> **Kutipan Halaman**

====

“Saya berharap, kalau ada bupati atau walikota yang ikut berperan dalam pembangunan hotel itu dan dipanggil untuk dimintai keterangan, agar kooperatif memberikan informasi kepada penyidik, agar memudahkan proses pengusutan kasus ini,” Kompes Pol Margiyanta.
Padang – Haluan
Di rektorat Reserse Kriminal Khusus (Ditreskrimsus). Polda masih terus menyelidiki pengaduan masyarakat terkait kasus dugaan korupsi dalam pengelolaan Hotel Balairung. Hingga saat ini, sudah 15 saksi yang diperiksa. Selain jajaran manajemen hotel dan pihak Pemprov Sumbar, polisi juga berencana memeriksa beberapa bupati/wali kota (wako).
Direktur Reskrimsus Polda Sumbar, Kombes Pol Margiyanta, Jumat pemeriksaan terhadap sejumlah bupati/walikota di Sumbar bertujuan untuk menggali informasi terkait pembangunan Hotel Balairung, yang apakah memang menggunakan anggaran provinsi sementara, atau juga ikut menggunakan Anggaran Pendapatan Belanja Daerah (APBD) kabupaten/kota.

====

> **Rumusan Tugas A**
Menurut berita tentang dugaan korupsi Hotel Balairung, berapa saksi yang sudah diperiksa hingga saat ini?
> **Rumusan Tugas B**
Teruskan berita tentang dugaan korupsi Hotel Balairung, dimulai setelah kalimat terakhirnya.
Daftar di bawah ini tidak berperan dalam pengerjaan tugas.

====

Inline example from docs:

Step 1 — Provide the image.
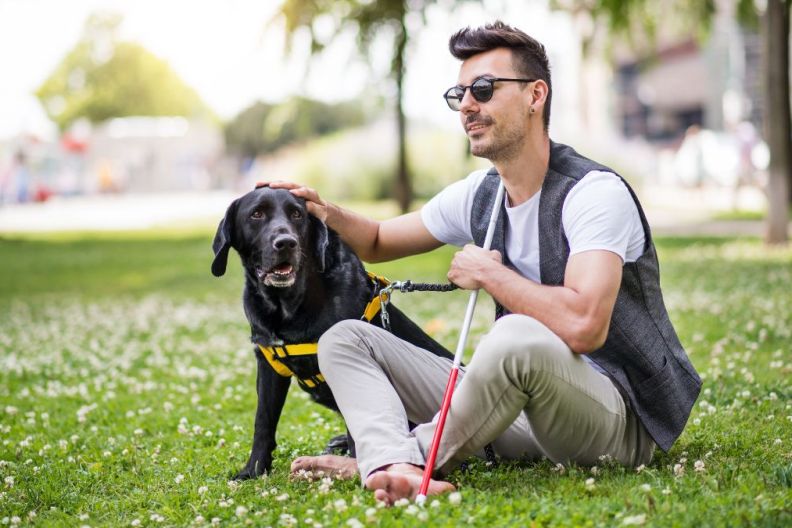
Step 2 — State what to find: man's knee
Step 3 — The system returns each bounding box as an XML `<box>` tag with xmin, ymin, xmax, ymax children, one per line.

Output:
<box><xmin>317</xmin><ymin>319</ymin><xmax>371</xmax><ymax>372</ymax></box>
<box><xmin>476</xmin><ymin>314</ymin><xmax>572</xmax><ymax>372</ymax></box>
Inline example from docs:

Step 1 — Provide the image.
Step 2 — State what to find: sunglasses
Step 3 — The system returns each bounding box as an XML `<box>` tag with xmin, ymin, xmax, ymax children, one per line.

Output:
<box><xmin>443</xmin><ymin>77</ymin><xmax>538</xmax><ymax>112</ymax></box>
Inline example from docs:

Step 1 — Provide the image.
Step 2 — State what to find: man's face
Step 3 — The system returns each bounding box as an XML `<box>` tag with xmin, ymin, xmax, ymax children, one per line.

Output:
<box><xmin>458</xmin><ymin>48</ymin><xmax>541</xmax><ymax>161</ymax></box>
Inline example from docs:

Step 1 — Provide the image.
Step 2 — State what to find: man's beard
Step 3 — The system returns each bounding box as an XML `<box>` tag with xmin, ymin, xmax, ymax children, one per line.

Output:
<box><xmin>465</xmin><ymin>114</ymin><xmax>523</xmax><ymax>162</ymax></box>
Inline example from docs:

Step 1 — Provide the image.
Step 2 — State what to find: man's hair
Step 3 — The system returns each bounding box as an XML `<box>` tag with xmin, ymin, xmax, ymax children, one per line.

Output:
<box><xmin>448</xmin><ymin>20</ymin><xmax>553</xmax><ymax>131</ymax></box>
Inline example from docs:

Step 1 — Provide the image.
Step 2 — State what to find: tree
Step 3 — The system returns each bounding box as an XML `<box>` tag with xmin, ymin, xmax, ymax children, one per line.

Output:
<box><xmin>278</xmin><ymin>0</ymin><xmax>468</xmax><ymax>212</ymax></box>
<box><xmin>553</xmin><ymin>0</ymin><xmax>792</xmax><ymax>244</ymax></box>
<box><xmin>36</xmin><ymin>14</ymin><xmax>211</xmax><ymax>130</ymax></box>
<box><xmin>225</xmin><ymin>97</ymin><xmax>367</xmax><ymax>157</ymax></box>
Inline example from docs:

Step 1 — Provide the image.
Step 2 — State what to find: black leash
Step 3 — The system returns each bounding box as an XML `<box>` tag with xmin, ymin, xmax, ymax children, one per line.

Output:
<box><xmin>379</xmin><ymin>280</ymin><xmax>498</xmax><ymax>467</ymax></box>
<box><xmin>379</xmin><ymin>280</ymin><xmax>459</xmax><ymax>332</ymax></box>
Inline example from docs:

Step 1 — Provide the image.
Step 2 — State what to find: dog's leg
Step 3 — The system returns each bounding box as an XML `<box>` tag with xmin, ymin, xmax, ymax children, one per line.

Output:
<box><xmin>234</xmin><ymin>352</ymin><xmax>291</xmax><ymax>480</ymax></box>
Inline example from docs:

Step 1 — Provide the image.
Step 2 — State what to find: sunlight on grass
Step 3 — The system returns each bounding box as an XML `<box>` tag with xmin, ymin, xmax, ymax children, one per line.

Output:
<box><xmin>0</xmin><ymin>233</ymin><xmax>792</xmax><ymax>526</ymax></box>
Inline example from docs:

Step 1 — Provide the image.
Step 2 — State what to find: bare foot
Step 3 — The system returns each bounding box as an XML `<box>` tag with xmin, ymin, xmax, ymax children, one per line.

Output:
<box><xmin>291</xmin><ymin>455</ymin><xmax>358</xmax><ymax>480</ymax></box>
<box><xmin>366</xmin><ymin>464</ymin><xmax>456</xmax><ymax>506</ymax></box>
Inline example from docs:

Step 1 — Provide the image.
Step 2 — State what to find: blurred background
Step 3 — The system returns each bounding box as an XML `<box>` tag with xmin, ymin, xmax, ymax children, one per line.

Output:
<box><xmin>0</xmin><ymin>0</ymin><xmax>792</xmax><ymax>243</ymax></box>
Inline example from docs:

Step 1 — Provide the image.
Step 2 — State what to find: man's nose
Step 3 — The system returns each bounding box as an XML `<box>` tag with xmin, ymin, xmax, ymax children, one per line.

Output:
<box><xmin>272</xmin><ymin>235</ymin><xmax>297</xmax><ymax>251</ymax></box>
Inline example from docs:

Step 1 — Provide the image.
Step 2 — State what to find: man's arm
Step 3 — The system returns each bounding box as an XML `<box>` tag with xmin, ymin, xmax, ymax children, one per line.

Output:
<box><xmin>448</xmin><ymin>245</ymin><xmax>622</xmax><ymax>354</ymax></box>
<box><xmin>269</xmin><ymin>182</ymin><xmax>442</xmax><ymax>262</ymax></box>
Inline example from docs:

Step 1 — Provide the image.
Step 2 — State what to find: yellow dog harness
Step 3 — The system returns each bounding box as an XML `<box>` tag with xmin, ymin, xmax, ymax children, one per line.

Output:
<box><xmin>257</xmin><ymin>272</ymin><xmax>390</xmax><ymax>389</ymax></box>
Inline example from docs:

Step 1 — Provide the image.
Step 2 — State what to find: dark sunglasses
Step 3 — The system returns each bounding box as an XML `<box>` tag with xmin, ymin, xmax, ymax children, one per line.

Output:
<box><xmin>443</xmin><ymin>77</ymin><xmax>537</xmax><ymax>112</ymax></box>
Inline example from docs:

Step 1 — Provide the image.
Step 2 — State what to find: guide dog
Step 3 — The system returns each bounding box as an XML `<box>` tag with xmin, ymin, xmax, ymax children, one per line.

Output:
<box><xmin>212</xmin><ymin>187</ymin><xmax>453</xmax><ymax>479</ymax></box>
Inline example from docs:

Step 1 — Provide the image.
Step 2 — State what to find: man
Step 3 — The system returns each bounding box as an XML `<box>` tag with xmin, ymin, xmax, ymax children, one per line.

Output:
<box><xmin>272</xmin><ymin>22</ymin><xmax>701</xmax><ymax>504</ymax></box>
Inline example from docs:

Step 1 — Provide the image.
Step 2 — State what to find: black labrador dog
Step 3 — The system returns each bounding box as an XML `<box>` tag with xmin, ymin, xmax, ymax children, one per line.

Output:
<box><xmin>212</xmin><ymin>187</ymin><xmax>453</xmax><ymax>479</ymax></box>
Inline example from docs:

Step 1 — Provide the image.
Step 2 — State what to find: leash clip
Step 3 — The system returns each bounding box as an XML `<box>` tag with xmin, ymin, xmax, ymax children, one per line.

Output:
<box><xmin>379</xmin><ymin>282</ymin><xmax>396</xmax><ymax>332</ymax></box>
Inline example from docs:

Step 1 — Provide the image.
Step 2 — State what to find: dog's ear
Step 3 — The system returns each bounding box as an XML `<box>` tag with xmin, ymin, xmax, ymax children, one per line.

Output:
<box><xmin>212</xmin><ymin>200</ymin><xmax>239</xmax><ymax>277</ymax></box>
<box><xmin>308</xmin><ymin>215</ymin><xmax>330</xmax><ymax>273</ymax></box>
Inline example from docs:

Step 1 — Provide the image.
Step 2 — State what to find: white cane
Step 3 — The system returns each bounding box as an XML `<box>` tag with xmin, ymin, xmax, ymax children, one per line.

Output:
<box><xmin>415</xmin><ymin>181</ymin><xmax>504</xmax><ymax>504</ymax></box>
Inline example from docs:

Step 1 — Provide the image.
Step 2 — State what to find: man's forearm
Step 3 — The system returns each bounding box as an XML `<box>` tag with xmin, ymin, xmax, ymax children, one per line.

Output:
<box><xmin>482</xmin><ymin>265</ymin><xmax>610</xmax><ymax>354</ymax></box>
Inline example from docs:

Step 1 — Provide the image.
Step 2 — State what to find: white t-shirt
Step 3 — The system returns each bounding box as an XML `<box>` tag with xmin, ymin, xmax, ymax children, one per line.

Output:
<box><xmin>421</xmin><ymin>170</ymin><xmax>644</xmax><ymax>276</ymax></box>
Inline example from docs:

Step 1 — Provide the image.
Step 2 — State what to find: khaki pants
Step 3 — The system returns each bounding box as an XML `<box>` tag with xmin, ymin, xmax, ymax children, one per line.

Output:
<box><xmin>319</xmin><ymin>315</ymin><xmax>655</xmax><ymax>480</ymax></box>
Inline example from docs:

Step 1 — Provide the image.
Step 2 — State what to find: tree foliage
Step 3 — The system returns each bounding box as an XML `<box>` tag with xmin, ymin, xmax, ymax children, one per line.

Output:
<box><xmin>36</xmin><ymin>11</ymin><xmax>211</xmax><ymax>130</ymax></box>
<box><xmin>225</xmin><ymin>97</ymin><xmax>367</xmax><ymax>156</ymax></box>
<box><xmin>277</xmin><ymin>0</ymin><xmax>470</xmax><ymax>211</ymax></box>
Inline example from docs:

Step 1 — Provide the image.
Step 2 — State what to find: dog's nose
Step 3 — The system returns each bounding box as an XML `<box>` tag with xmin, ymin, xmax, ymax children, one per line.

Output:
<box><xmin>272</xmin><ymin>235</ymin><xmax>297</xmax><ymax>251</ymax></box>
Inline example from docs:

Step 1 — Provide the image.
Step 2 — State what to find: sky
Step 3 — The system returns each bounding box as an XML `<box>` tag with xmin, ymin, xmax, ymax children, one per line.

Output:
<box><xmin>0</xmin><ymin>0</ymin><xmax>569</xmax><ymax>139</ymax></box>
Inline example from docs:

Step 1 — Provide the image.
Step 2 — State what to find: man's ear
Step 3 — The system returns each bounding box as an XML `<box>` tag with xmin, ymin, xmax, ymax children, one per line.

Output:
<box><xmin>212</xmin><ymin>200</ymin><xmax>239</xmax><ymax>277</ymax></box>
<box><xmin>308</xmin><ymin>214</ymin><xmax>330</xmax><ymax>273</ymax></box>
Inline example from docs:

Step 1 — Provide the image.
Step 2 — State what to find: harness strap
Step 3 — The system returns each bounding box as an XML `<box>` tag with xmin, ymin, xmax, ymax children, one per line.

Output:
<box><xmin>257</xmin><ymin>271</ymin><xmax>390</xmax><ymax>388</ymax></box>
<box><xmin>361</xmin><ymin>271</ymin><xmax>390</xmax><ymax>323</ymax></box>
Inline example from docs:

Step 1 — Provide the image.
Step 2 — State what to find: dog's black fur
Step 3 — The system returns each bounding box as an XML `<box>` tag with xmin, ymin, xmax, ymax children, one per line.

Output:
<box><xmin>212</xmin><ymin>187</ymin><xmax>452</xmax><ymax>479</ymax></box>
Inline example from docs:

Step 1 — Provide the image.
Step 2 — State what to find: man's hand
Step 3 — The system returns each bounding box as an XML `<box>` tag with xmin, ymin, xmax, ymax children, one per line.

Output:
<box><xmin>256</xmin><ymin>180</ymin><xmax>329</xmax><ymax>222</ymax></box>
<box><xmin>448</xmin><ymin>244</ymin><xmax>502</xmax><ymax>290</ymax></box>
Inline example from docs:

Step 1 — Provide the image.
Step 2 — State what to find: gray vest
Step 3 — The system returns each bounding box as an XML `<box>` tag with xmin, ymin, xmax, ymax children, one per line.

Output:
<box><xmin>470</xmin><ymin>142</ymin><xmax>701</xmax><ymax>451</ymax></box>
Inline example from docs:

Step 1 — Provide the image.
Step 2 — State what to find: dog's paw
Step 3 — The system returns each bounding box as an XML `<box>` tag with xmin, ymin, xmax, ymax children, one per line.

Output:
<box><xmin>231</xmin><ymin>462</ymin><xmax>272</xmax><ymax>480</ymax></box>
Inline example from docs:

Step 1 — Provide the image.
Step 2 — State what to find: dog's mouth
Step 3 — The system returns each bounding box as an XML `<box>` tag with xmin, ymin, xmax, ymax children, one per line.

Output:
<box><xmin>256</xmin><ymin>262</ymin><xmax>297</xmax><ymax>288</ymax></box>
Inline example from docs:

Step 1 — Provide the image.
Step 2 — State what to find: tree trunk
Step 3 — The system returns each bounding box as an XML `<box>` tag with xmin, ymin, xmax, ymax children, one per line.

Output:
<box><xmin>392</xmin><ymin>17</ymin><xmax>413</xmax><ymax>213</ymax></box>
<box><xmin>763</xmin><ymin>0</ymin><xmax>792</xmax><ymax>244</ymax></box>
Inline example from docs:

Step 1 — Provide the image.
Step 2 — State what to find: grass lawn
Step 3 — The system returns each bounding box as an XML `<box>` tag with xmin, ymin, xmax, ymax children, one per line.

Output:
<box><xmin>0</xmin><ymin>232</ymin><xmax>792</xmax><ymax>527</ymax></box>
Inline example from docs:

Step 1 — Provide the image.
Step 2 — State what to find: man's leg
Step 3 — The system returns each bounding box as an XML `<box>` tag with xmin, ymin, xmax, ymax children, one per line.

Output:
<box><xmin>302</xmin><ymin>321</ymin><xmax>541</xmax><ymax>482</ymax></box>
<box><xmin>414</xmin><ymin>315</ymin><xmax>654</xmax><ymax>471</ymax></box>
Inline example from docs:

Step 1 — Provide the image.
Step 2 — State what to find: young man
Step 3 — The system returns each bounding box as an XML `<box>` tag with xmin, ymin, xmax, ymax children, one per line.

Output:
<box><xmin>272</xmin><ymin>22</ymin><xmax>701</xmax><ymax>504</ymax></box>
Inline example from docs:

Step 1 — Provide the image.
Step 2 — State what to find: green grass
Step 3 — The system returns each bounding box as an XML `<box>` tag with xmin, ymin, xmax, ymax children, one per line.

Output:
<box><xmin>0</xmin><ymin>231</ymin><xmax>792</xmax><ymax>527</ymax></box>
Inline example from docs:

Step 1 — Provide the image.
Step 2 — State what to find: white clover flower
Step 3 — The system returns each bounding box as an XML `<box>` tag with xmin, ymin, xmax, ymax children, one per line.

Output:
<box><xmin>279</xmin><ymin>513</ymin><xmax>297</xmax><ymax>526</ymax></box>
<box><xmin>622</xmin><ymin>513</ymin><xmax>646</xmax><ymax>526</ymax></box>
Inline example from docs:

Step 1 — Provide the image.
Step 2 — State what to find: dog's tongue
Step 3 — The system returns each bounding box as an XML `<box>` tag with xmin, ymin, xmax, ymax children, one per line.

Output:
<box><xmin>272</xmin><ymin>263</ymin><xmax>293</xmax><ymax>275</ymax></box>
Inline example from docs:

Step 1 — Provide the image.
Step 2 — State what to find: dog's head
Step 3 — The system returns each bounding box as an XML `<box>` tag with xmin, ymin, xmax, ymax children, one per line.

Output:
<box><xmin>212</xmin><ymin>187</ymin><xmax>328</xmax><ymax>288</ymax></box>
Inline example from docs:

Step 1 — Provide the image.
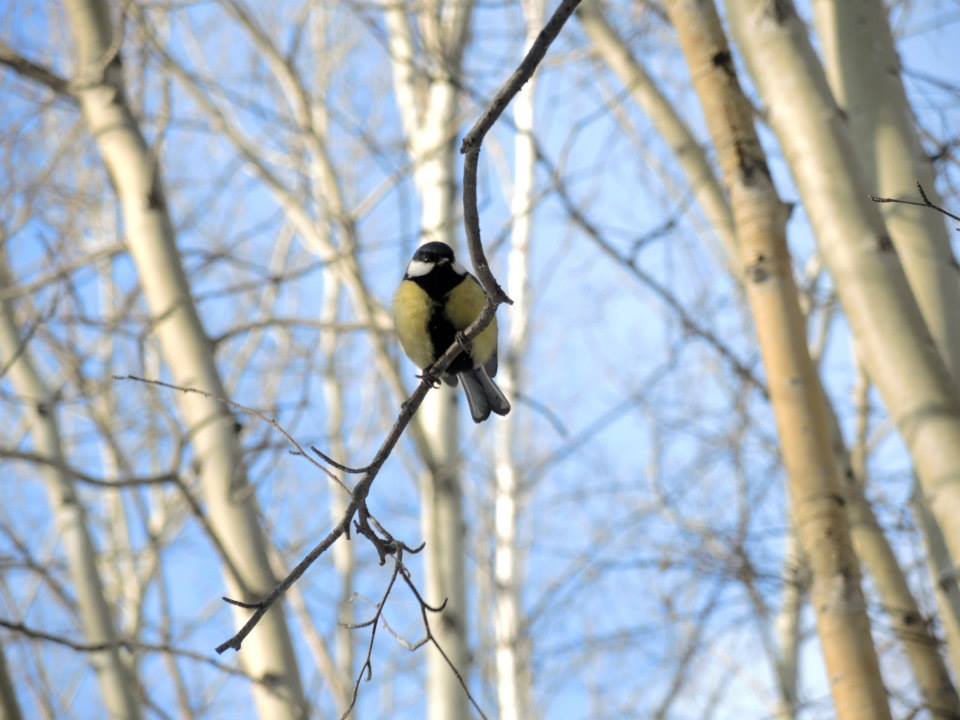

====

> **Jawaban Benar A**
Sebanyak 15 saksi sudah diperiksa.

> **Jawaban Benar B**
“Mungkin kami juga akan melakukan pemanggilan kepada bupati/wali kota, bila nanti diperlakukan untuk dimintai keterangan terkait perkara ini. Yang jelas, semua ini akan berjalan sesuai dengan prosedur hukum yang ada,” sebutnya.
Margiyanta menyebutkan, terkait pengaduan masyarakat soal masalah perpajakan dengan dana operasional Hotel Balairung, sehingga memunculkan praktik korupsi, pihaknya tengah mengarah dalam tahap penyelidikan ke sana. Namun, hingga saat ini polisi memang belum memanggil satu pun kepala daerah.
Dari pemeriksaan sejumlah saksi, Margiyanta mengaku memang ada indikasi bahwa pembangunan Hotel Balairung turut melibatkan dana yang bersumber dari APBD sebagian kabupaten/kota. Oleh karena itu ia berharap, jika nantinya ada bupati/wali kota yang dipanggil, agar dapat bekerja sama dalam pengusutan dugaan dalam kasus tersebut.
“Saya berharap, kalau ada bupati/wali kota yang ikut berpera dalam pembangunan hotel itu dan dipanggil untuk dimintai keterangan, agar kooperatif memberikan informasi kepada penyidik, agar memudahkan proses pengusutan kasus ini,” kata margiyanta lagi.
Ia mengaku dari hasil pemeriksaan sejauh ini, pihaknya belum bisa memutuskan untuk mengarahkan kasus tersebut kepada dugaan terjadinya praktik korupsi. Oleh karena itu, pemeriksaan saksi – saksi dan pengumpulan bahan keterangan dan dokumen terus dilakukan secara bertahap.
“Hingga sekarang, sudah 15 saksi yang kami periksa. Minggu depan rencananya kami akan kembali periksa beberapa beberapa saksi lagi. Sejauh ini, sejumlah bank juga sudah kami keterangannya,” katanya.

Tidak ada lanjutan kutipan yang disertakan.